### INSTRUCTIONS FOR THE TASK
Only the lines from the one containing "Where does a point fall on the coiled" through the end of the data below should be copied, each exactly as written and with both ends kept.

Entries from a point annotation set:
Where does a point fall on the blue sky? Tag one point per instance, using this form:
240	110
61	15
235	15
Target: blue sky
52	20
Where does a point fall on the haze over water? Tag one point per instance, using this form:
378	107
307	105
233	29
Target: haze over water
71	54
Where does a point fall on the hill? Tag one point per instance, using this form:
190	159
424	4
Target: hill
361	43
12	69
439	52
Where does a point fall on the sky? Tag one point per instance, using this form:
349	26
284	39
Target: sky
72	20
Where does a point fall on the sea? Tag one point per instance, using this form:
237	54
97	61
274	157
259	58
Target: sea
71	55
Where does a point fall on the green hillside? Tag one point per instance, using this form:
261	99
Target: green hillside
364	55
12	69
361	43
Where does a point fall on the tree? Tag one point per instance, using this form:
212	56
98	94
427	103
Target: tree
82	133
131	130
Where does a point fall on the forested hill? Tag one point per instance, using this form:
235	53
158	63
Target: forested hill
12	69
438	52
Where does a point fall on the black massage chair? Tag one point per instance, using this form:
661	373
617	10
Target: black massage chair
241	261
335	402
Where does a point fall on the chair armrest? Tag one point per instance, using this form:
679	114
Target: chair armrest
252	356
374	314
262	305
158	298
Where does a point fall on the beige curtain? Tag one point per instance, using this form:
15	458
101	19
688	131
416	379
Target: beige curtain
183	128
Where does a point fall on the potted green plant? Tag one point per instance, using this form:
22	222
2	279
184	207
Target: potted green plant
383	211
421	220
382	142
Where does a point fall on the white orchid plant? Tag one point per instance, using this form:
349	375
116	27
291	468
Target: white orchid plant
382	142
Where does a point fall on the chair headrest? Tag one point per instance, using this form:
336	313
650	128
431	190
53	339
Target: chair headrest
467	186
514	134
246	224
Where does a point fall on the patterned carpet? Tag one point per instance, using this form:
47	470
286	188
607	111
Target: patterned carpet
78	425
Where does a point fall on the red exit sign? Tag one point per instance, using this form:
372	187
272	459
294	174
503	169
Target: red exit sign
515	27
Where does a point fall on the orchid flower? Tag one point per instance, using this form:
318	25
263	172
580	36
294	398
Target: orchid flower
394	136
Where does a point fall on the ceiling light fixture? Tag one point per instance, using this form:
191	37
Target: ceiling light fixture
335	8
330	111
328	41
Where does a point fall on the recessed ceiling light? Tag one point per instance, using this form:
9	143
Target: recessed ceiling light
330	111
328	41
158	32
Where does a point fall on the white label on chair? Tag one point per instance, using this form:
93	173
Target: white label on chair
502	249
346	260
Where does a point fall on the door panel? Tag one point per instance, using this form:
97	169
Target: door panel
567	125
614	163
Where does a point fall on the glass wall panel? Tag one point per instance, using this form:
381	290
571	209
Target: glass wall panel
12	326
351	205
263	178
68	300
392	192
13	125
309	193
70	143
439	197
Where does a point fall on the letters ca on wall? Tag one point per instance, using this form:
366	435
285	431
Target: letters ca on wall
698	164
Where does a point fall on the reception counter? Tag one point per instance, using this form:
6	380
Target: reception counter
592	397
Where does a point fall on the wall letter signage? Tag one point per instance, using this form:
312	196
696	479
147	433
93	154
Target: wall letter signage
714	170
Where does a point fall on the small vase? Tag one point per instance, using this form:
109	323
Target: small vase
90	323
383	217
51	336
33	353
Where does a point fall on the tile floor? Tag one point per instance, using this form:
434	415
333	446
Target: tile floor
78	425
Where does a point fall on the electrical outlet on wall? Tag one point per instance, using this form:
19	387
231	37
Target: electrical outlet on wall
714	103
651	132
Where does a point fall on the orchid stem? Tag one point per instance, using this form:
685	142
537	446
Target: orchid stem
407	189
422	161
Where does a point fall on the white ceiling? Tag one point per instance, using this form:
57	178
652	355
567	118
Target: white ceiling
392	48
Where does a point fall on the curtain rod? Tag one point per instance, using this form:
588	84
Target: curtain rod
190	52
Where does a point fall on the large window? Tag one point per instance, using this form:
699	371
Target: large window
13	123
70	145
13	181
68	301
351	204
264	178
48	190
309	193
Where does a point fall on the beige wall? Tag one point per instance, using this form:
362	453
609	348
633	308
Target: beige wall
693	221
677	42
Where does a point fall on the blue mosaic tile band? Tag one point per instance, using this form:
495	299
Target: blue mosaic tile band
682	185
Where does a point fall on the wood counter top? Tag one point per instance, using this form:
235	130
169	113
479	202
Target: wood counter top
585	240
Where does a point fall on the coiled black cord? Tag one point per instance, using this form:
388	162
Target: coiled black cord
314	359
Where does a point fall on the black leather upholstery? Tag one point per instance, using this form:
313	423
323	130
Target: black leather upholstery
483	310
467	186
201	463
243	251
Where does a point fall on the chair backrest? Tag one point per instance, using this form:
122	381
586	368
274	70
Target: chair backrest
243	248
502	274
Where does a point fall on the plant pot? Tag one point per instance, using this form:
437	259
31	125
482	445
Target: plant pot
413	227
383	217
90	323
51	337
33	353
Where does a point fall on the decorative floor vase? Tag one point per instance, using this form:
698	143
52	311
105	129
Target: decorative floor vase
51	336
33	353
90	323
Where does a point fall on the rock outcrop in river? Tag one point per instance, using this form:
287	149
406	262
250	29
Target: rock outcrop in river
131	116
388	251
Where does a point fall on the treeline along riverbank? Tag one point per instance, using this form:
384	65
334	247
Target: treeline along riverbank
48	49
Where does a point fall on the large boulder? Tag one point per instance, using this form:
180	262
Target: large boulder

### REPLY TO THE TASK
Where does a point fall on the coiled black cord? Tag one point per instance, using this form:
388	162
Target: coiled black cord
314	359
Where does a point fall on the black leather upholstery? Tag one point per instance, using this form:
313	423
323	130
Target: black leather upholstery
483	310
467	186
201	463
243	251
Where does a point fall on the chair backrest? Tag one point per instance, using this form:
122	381
586	368
274	70
Target: chair backrest
243	248
502	274
Where does a point fall on the plant pot? Tag one point per instance, using this form:
437	259
31	125
482	445
Target: plant pot
413	227
383	217
90	323
51	337
33	353
Where does a point fall on the decorative floor vase? Tag one point per instance, using this form:
698	143
52	311
105	129
Target: decorative floor vase
51	336
33	353
90	323
Where does a point fall on the rock outcrop in river? Tag one point per instance, using this form:
287	149
406	262
250	29
Target: rock outcrop in river
131	116
388	251
Where does a point fall on the treeline along riverbank? Tag one point per instance, using this form:
384	65
334	247
Target: treeline along riverbank
48	49
Where does a point fall on the large boulder? Tag one point per instance, using this form:
180	262
Target: large boulder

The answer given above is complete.